— START OF Material —

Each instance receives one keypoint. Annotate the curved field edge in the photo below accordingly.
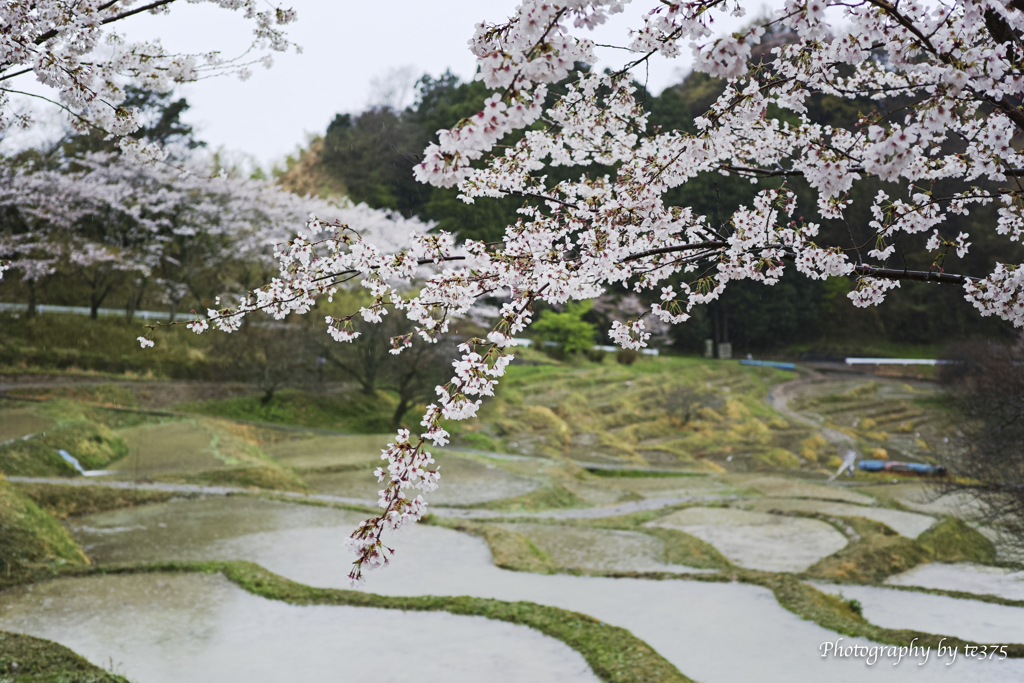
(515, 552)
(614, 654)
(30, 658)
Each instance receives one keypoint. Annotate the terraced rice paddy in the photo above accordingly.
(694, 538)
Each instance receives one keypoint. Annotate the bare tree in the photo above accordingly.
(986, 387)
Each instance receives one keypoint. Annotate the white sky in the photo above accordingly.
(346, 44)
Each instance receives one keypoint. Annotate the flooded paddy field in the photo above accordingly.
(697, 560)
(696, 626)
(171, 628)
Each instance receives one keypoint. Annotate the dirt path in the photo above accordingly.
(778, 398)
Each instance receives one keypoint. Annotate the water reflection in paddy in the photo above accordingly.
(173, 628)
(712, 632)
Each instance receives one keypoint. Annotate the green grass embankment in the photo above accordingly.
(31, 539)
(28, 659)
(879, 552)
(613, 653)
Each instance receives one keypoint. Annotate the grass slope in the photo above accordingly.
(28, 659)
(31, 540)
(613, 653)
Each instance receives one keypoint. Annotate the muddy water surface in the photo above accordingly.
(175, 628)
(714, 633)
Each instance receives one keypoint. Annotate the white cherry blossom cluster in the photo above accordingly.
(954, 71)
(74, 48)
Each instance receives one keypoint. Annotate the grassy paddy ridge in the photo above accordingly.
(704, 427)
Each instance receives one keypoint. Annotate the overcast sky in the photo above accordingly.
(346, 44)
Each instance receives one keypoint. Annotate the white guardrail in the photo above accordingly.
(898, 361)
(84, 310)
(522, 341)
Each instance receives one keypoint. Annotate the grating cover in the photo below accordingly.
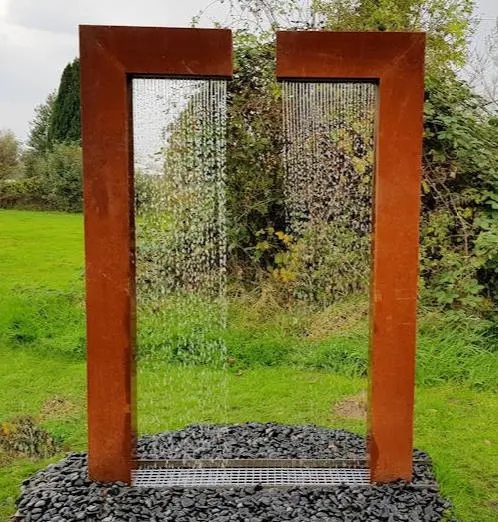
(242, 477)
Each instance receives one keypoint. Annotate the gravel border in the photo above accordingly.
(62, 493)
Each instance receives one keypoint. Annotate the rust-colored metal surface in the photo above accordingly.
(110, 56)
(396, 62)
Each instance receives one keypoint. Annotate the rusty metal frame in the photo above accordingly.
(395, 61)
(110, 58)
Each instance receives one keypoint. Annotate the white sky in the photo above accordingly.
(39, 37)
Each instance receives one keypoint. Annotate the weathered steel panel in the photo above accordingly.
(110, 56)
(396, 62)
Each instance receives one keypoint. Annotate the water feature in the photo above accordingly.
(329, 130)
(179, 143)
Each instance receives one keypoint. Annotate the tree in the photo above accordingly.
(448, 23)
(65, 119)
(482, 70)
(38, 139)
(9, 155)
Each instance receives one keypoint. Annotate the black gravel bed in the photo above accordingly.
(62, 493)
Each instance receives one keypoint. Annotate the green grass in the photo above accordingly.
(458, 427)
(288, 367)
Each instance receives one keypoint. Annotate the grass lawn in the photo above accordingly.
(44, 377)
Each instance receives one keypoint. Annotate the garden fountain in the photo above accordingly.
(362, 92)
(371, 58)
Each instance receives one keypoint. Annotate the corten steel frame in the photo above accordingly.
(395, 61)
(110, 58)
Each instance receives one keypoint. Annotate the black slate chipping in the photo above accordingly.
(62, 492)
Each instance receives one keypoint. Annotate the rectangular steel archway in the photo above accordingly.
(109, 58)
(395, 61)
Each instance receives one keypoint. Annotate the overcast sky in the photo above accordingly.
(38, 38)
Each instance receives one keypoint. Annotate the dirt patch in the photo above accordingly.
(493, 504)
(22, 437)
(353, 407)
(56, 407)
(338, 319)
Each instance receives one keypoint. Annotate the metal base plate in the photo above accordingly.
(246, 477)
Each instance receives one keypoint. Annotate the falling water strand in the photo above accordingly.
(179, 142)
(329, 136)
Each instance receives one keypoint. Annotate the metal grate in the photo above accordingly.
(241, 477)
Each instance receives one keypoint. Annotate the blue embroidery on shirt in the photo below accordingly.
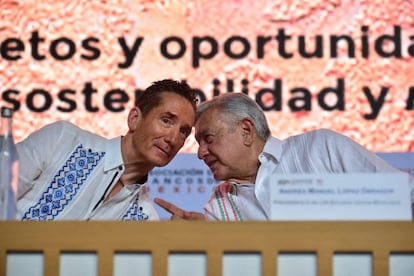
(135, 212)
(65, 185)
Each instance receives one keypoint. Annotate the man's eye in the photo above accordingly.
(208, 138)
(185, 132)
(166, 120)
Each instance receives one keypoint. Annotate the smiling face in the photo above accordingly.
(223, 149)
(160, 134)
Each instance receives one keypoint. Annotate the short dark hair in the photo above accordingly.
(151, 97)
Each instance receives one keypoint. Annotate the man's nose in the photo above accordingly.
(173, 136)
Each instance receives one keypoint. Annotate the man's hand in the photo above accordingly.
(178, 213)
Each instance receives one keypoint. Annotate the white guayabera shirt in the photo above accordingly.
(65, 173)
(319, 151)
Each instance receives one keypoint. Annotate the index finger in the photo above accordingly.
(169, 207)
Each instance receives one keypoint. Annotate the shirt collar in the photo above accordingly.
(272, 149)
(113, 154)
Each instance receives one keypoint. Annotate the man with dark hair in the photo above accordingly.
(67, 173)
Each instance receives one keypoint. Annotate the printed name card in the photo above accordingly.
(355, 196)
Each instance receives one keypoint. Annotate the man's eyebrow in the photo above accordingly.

— END OF Material —

> Challenge:
Write out all of the lines above as a JSON list of strings, one string per line, skipping blank lines. Omit the pictures.

> Result for this exercise:
[
  "Each instance receives one keypoint. Annotate the curved field edge in the photo below accordingly.",
  "(515, 552)",
  "(614, 654)",
  "(30, 658)",
  "Each instance receives one keypoint. Annotate the terraced rice paddy in the photo above accordingly.",
  "(694, 538)",
  "Each instance receives one keypoint. Annotate the bare tree in the photo above accordingly.",
  "(986, 387)",
  "Each instance receives one keypoint. Annotate the white sky in the photo above accordingly.",
  "(346, 44)",
  "Each instance receives one keypoint. Annotate the flooded paddy field in the photo above accordingly.",
  "(697, 560)",
  "(696, 626)",
  "(171, 628)",
  "Each instance receives one keypoint. Annotate the dirt path in the photo above accordingly.",
  "(778, 398)",
  "Each instance receives one keypoint. Annotate the water reflection in paddy in the photo above accordingly.",
  "(173, 628)",
  "(712, 632)",
  "Each instance receives one keypoint. Annotate the green grass embankment in the photo above accordingly.",
  "(31, 539)",
  "(28, 659)",
  "(879, 552)",
  "(613, 653)",
  "Each instance receives one keypoint. Annotate the grass slope in the photo above accordingly.",
  "(28, 659)",
  "(31, 540)",
  "(613, 653)",
  "Each instance receives one keypoint. Annotate the muddy water surface in the photo above accordingly.",
  "(175, 628)",
  "(714, 633)",
  "Each instance receives one keypoint. Annotate the white cherry blossom cluster in the photo above accordingly.",
  "(954, 71)",
  "(74, 48)",
  "Each instance receives one keypoint. Annotate the grassy paddy ridge in the photo above accordingly.",
  "(704, 427)",
  "Each instance receives one keypoint. Annotate the overcast sky in the photo above accordingly.",
  "(346, 44)",
  "Each instance receives one keypoint. Annotate the white guardrail in the photo above accordingly.",
  "(898, 361)",
  "(84, 310)",
  "(522, 341)",
  "Each instance receives one keypoint. Annotate the grating cover in the photo below accordingly.",
  "(242, 477)",
  "Each instance receives one keypoint. Annotate the gravel border in the photo above accordingly.",
  "(62, 493)",
  "Each instance receives one keypoint. Annotate the rust-colored metal surface in the photo above accordingly.",
  "(110, 56)",
  "(396, 62)",
  "Each instance receives one keypoint. Annotate the rusty metal frame in the photo above accordingly.",
  "(395, 61)",
  "(110, 58)",
  "Each instance receives one keypoint. Annotate the white sky in the photo above accordingly.",
  "(39, 37)",
  "Each instance receives one keypoint. Annotate the weathered steel panel in the photo above accordingly.",
  "(110, 56)",
  "(396, 62)",
  "Each instance receives one keypoint. Annotate the water feature in the photo above accordingly.",
  "(329, 130)",
  "(179, 143)",
  "Each instance receives one keypoint. Annotate the tree in the photo above accordingly.",
  "(448, 23)",
  "(65, 119)",
  "(482, 70)",
  "(38, 139)",
  "(9, 155)",
  "Each instance receives one keypoint. Annotate the black gravel bed in the photo above accordingly.",
  "(62, 493)",
  "Each instance receives one keypoint. Annotate the green grass in the photo above accordingly.",
  "(458, 427)",
  "(288, 367)",
  "Each instance receives one keypoint. Annotate the grass lawn in the photo above accordingly.",
  "(44, 377)",
  "Each instance receives one keypoint. Annotate the garden fountain in the photo above accordingly.",
  "(362, 92)",
  "(371, 58)",
  "Each instance receives one keypoint. Annotate the corten steel frame in the photo above accordingly.",
  "(395, 61)",
  "(110, 58)",
  "Each instance receives one keypoint. Annotate the black slate chipping in the photo above accordingly.",
  "(62, 492)",
  "Each instance receives one keypoint. Annotate the rectangular steel archway in the photo above accordingly.",
  "(109, 58)",
  "(395, 61)",
  "Each instance receives one keypoint. Annotate the overcast sky in the photo above accordingly.",
  "(38, 38)",
  "Each instance receives one keypoint. Annotate the dirt patch in the photo above accordingly.",
  "(493, 504)",
  "(22, 437)",
  "(353, 407)",
  "(56, 407)",
  "(338, 319)",
  "Each instance receives one keypoint. Annotate the metal base plate in the photo above accordingly.",
  "(246, 477)",
  "Each instance receives one keypoint. Annotate the falling water strand in the photo above accordingly.",
  "(179, 142)",
  "(329, 136)",
  "Each instance receives one keypoint. Annotate the metal grate in the photo above accordingly.",
  "(241, 477)",
  "Each instance receives one keypoint. Annotate the blue embroidery on shirt in the photo below accordingly.",
  "(135, 212)",
  "(65, 185)",
  "Each instance receives one keypoint. Annotate the man's eye in the photo above accordingly.",
  "(208, 138)",
  "(185, 132)",
  "(166, 120)",
  "Each instance receives one keypoint. Annotate the smiling face in the photo above accordingly.",
  "(223, 149)",
  "(160, 134)",
  "Each instance receives one keypoint. Annotate the short dark hair in the photo above accordingly.",
  "(151, 97)",
  "Each instance receives one keypoint. Annotate the man's nose in the photo above accordingly.",
  "(173, 136)",
  "Each instance receives one keypoint. Annotate the man's hand in the photo above accordingly.",
  "(178, 213)",
  "Each instance receives one keypoint. Annotate the white guayabera shirt in the photo above accordingly.",
  "(65, 173)",
  "(319, 151)",
  "Each instance receives one keypoint. Annotate the index finger in the photo above accordingly.",
  "(169, 207)",
  "Each instance receives one keypoint. Annotate the shirt collar in the photo above accordingly.",
  "(272, 149)",
  "(113, 154)",
  "Each instance receives one keypoint. Annotate the man with dark hair in the photo above accordingly.",
  "(67, 173)",
  "Each instance receives one keypoint. Annotate the printed name card in the photo above accordingly.",
  "(355, 196)",
  "Each instance receives one keypoint. Annotate the man's eyebrow in the photo above accordingly."
]